_タスク内容_:
以下に掲げる、栞菜の℃-ute脱退をめぐる会話文について、最後の発言に続くやり取りを書き足してください。

#### 抜粋本文

改めて今回の件を語る

 
「なんだ? まだ何かしゃべるっての?」
「ええ、一つだけ言わせてください」
「東京から大阪は意外と遠いってこと?」
「いえ、そうではありません」
「・・・ツッコミがまだ戻らねえなあ・・・」
「今回の件で、いろんなファンサイトとか、掲示板とかを見てたんですけど」
「あー、気になるよな こういうときは周りの反応が気になるもんだ」
「やっぱり、事務所に対して批判的な意見が多くあって」
「あー、まあ、いつもそうなるな」
「たしかに、スッキリした理由もなく、栞菜本人のコメントさえない文面でしたから、文句を言いたくなる気持ちは僕にもわかります」
「ふんふん」
「今まで長い間応援してきたファンに対してこの程度かよ、って思う気持ちは、よくわかります」
「ふんふんふん」
「でも、僕らはそれを我慢すべきだと思うんです 言いたい気持ちをぐっと堪えて」
「なんで?」
℃-uteを離れた栞菜と、℃-uteに残る6人のために、です つらいことがあっても、前を向いて行かなきゃっていうか」
「なるほどね」
「カズさんだって、前に言ってたじゃないですか」
「え、俺? 何を?」
「栞菜の休養が決まったとき、『こういうときこそファンは笑ってなきゃいけない』って」
「え、そうだっけ? ぜんぜん覚えてないわ」
「今になって、その言葉の意味がわかりましたよ」
「あー、でもよ、辞めるってなったら話は別だろ」
「え」
「まあ、最終的には前向きになるべきなんだろうけど、辞めるってわかったその日ぐらいはパニックになっておかしくないだろ、ってこと」
「ええ・・・パニックと言われても否定できませんね 今回の僕の行動は」

########
#### データ抜粋

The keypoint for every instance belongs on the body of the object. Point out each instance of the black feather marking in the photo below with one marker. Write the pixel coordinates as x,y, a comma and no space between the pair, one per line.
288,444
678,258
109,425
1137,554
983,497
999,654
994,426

########

_出力結果_:
「だからな、事務所批判にしても、どうも俺はそれを止めろとは言えないんだよなあ」
「あれ カズさんもそっち派なんですか」
「いやいや 成義くんの言い分もわかるんだけどな、なんかこう、誰かに文句を言うことで気持ちが落ち着くんなら、聞き流してやればいいんじゃねえのかなって思うわけよ」
「そうかなあ 事務所に文句言ったって誰も幸せにならないし、嫌な気分になる人が増えるだけだと思うけど」
「ああ、理屈ではそうだろうな でもな、文句言ってるほうにしたら理屈じゃねえんだよ」
「それで周りが不幸になるんなら、やっぱり止めるべきですよ」
「それもわかるよ でも俺は、文句言ってるヲタを責める気にはなれないんだな」
「うーん・・・ この件に関しては、僕は譲れないですね」
「ああ、それでいいよ べつにどっちが正しいって話じゃねえし サラリーマンの愚痴に意味があるかってぐらいのことだから」
「僕は大人になっても愚痴言いませんよ」
「あー、無理むり そういうこと言ってる奴に限って愚痴大王になるんだよな」
「なりません」
「じゃあ、いいように使われるだけ使われてポイ、だな」
「それも、なりません」
「ま、社会に出ればわかるだろうて・・・ そして、ゆくゆくは俺と同じひきこもりになればいい ああ、それがいいって! 成義くん!」
「それだけは、絶対になりません」
「そして、スーパーひきこもりブラザーズとして、ハロヲタ界を席巻しようぞ! なあ!」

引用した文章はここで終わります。